Excerpt:
==*==

It's so interesting and I did not realize it was so late that lobe developed. Okay

Cynthia:

Yeah.

Kerry:

got a while to go then.

Cynthia:

Well hang in there. I have three kids in their twenties, so I used to tell my son when he was a wild teenager and he thought he knew everything. I would say, listen, with all due respect, you have a half a frontal lobe. I have a full frontal lobe. And he hated when I would say that,

Kerry:

That's funny.

Cynthia:

I had, I had to trump him when he kept telling me that I don't know what I'm talking about. So yeah, we, we do have an advantage as adults. uh, A big advantage.

Kerry:

So how do brain patterns get altered by trauma and kind of what needs to happen to correct them?

Cynthia:

Well, basically what happens is your, it's connected. Obviously your brain and central nervous system are, are connected, right? So your nervous system is going to. Go into overdrive. The cortisol, the stress hormones, you know, it's all connected, is all gonna go into overdrive. The limbic system is going to be affected because there's no sense of safety. You know, the bear is chasing the child. And even if it doesn't seem like a big deal to an adult, you know, some more sensitive children, if you say you had a father that yells a lot, you know, that can be interpreted by a very immature nervous system as like a real threat. And especially if it's happening over the course of the entire childhood, right? So then that drives up the nervous system, drives up the stress in the body, and then the brain responds and becomes very hyperactive, hypervigilant. You know, we'll either see really high electrical brain patterns, or we'll see a brain that literally turned off. Like some children adapt to trauma by turning down the volume. Like, like, they literally go like this, like, I can't affect change in my environment, so I'm just gonna turn off. And so we'll see these super low, you know, very dissociated, shutdown type of brains. So it's really one direction or the other. But you can't be in the middle balanced when you come from a traumatic childhood.

Kerry:

Mm-hmm. So can you give us any like. Success stories of someone who you've worked with that has had the brain mapping and the, you know, therapy associated with it to help. Mm-hmm.

Cynthia:

Well, one of my favorite, favorite stories is it, it's a, it was a guy in his early twenties and he was not launched at all. He was living at home playing video games, smoking weed. Not a participating member of society. And he came in and I told him, you're gonna have to try to really cut back on the marijuana'cause it's contraindicated. But I had to start him with neurofeedback because he was so dissociated and checked out on life that there was no way he was gonna be able to face his trauma. So we started with nerve anxiety network training. We did executive functioning so that He could function and have clarity and not deliberate on everything, and waffle on everything, you know, so he could have clarity on the goals and the organization, the planning that it takes to achieve the life he wants. So he did heavy neurofeedback on the front, and then we went to the EMDR and you know, it turns out that his mother had a lot of different boyfriends. And they were in and out and the mother was trying to make things work, so she wasn't really available. So he was alone a lot, you know? So he had a lot of like rejection and abandonment in his life, and his nervous system just shut down and checked out, and he, he just didn't wanna participate in the world because he couldn't trust anybody because his primary caregivers were not there for him. So we worked on a lot of the pain and the trauma and, and the loneliness of not being cared for the way he needed. And by the end of our time together, he came up with this idea and, and a plan, which is very much executive functioning. He, he had a plan for, he was gonna buy a bus and he was convert it into a house. And he started working on that project and he wanted to spend a few years just traveling around the country trying to figure out where was his place and what he wanted to do. And he was up out of the house, motivated. his weed was minimal. Minimal if you know, like just maybe on the weekends. And he was literally a different person. He was moving and up and had goals and was gonna become an integrated person in society. And then he circled back around and emailed me about a year later. And just he said he had a girlfriend and, you know, just everything was going well. He had a job and his life was just a lot different than where the trajectory he was on.

==*==

Dataset entries:
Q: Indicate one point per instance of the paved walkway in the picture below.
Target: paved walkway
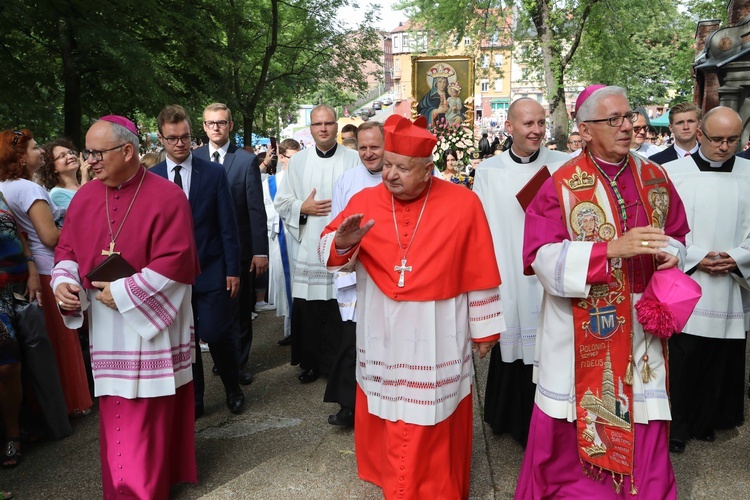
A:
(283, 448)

==*==

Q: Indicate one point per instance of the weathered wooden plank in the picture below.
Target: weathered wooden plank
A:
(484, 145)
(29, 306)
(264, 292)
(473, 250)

==*==

Questions:
- 1) In the interview transcript on trauma and brain patterns, why did Cynthia begin the young man's treatment with neurofeedback before moving to EMDR?
- 2) Decide whether each statement agrees with the interview transcript on trauma and brain patterns. Answer yes or no for each, and quote the words from the transcript that decide it.
(a) Cynthia has three children in their twenties.
(b) Cynthia told the young man he had to stop using marijuana completely.
(c) When the young man emailed about a year later, he reported having a job.
- 3) Extend the interview transcript on trauma and brain patterns past its last line, keeping the same speakers and format.

Answers for the tasks:
- 1) She started with neurofeedback because he was so dissociated and checked out on life that he could not have faced his trauma. The training on the front of the brain was meant to give him executive functioning: clarity, organization and the planning needed to reach his goals.

- 2)
(a) Yes: "I have three kids in their twenties"
(b) No: "you're gonna have to try to really cut back on the marijuana"
(c) Yes: "He had a job"

- 3)
Kerry:

Yeah. That's amazing story. A couple questions. So what you mentioned weed is contraindicated. What does that mean?

Cynthia:

It means it's really hard for us to get results if someone's smoking weed every day. It's just one, there's just one of those things we can't train through very easily. So if you're going to do the nerve feedback, you really wanna minimal, minimal amounts, you know, if at all. I mean, it's not good for your brain despite. What all the marketing and the re and the skewed research is saying, it really isn't good for you. So better just not to do it, especially if you already have brain issues and mental health issues. It's not the answer.

Kerry:

Okay. And then I don't know if you really explained EMDR yet, but you said you said

Cynthia:

Not yet.

Kerry:

guys use. Okay. So what is EMDR and how is that different than the talk therapy?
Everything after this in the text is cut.